=== Task instructions ===
Lines, not repeats, are what count: give the number of lines below that hold "target", and nothing more.

+--

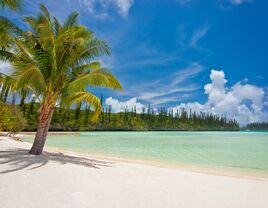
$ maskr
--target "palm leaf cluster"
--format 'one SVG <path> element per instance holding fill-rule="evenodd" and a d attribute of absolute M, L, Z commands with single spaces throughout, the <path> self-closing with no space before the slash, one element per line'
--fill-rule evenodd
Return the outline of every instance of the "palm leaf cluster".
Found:
<path fill-rule="evenodd" d="M 22 0 L 0 0 L 0 8 L 9 8 L 11 10 L 21 9 Z"/>

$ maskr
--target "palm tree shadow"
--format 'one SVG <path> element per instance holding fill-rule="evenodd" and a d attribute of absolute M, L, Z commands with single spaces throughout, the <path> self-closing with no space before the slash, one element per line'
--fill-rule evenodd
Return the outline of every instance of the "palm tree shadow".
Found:
<path fill-rule="evenodd" d="M 0 171 L 0 174 L 15 172 L 23 169 L 37 169 L 48 162 L 56 162 L 61 165 L 74 164 L 88 168 L 100 169 L 101 167 L 111 167 L 112 163 L 107 161 L 89 159 L 66 155 L 63 153 L 44 152 L 42 155 L 30 155 L 25 149 L 10 149 L 0 152 L 0 165 L 8 164 L 9 168 Z"/>

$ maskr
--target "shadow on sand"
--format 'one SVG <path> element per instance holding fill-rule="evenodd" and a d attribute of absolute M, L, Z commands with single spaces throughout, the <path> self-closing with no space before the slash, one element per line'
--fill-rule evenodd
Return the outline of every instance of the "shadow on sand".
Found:
<path fill-rule="evenodd" d="M 46 165 L 48 162 L 56 162 L 61 165 L 74 164 L 89 168 L 100 169 L 101 167 L 111 167 L 111 162 L 94 160 L 85 157 L 65 155 L 63 153 L 43 152 L 42 155 L 30 155 L 24 149 L 11 149 L 0 152 L 0 165 L 8 164 L 8 169 L 0 171 L 0 174 L 19 171 L 22 169 L 36 169 Z"/>

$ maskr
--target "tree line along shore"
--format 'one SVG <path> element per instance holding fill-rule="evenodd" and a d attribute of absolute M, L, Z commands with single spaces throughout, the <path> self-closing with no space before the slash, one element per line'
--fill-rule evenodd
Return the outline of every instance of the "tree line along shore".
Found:
<path fill-rule="evenodd" d="M 36 131 L 40 105 L 35 102 L 23 105 L 4 104 L 1 102 L 0 129 L 5 131 Z M 199 131 L 237 131 L 239 124 L 234 119 L 210 113 L 182 111 L 173 112 L 167 108 L 159 108 L 156 113 L 150 106 L 141 113 L 136 108 L 125 108 L 124 112 L 113 113 L 112 106 L 103 108 L 97 121 L 91 117 L 94 112 L 89 106 L 81 108 L 57 107 L 51 121 L 50 131 L 150 131 L 150 130 L 199 130 Z M 8 124 L 3 124 L 6 122 Z M 12 127 L 12 125 L 16 127 Z"/>

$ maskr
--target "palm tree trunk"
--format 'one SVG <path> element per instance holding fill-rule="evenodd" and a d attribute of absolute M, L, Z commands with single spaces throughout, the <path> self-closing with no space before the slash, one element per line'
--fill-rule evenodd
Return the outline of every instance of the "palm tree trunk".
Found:
<path fill-rule="evenodd" d="M 34 143 L 31 150 L 29 151 L 30 154 L 40 155 L 42 153 L 46 142 L 49 125 L 54 113 L 54 108 L 55 107 L 47 109 L 46 107 L 42 107 Z"/>

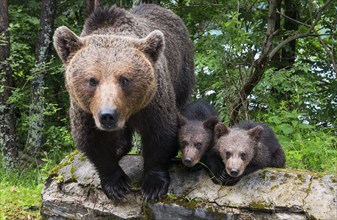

+--

=== Exercise output ===
5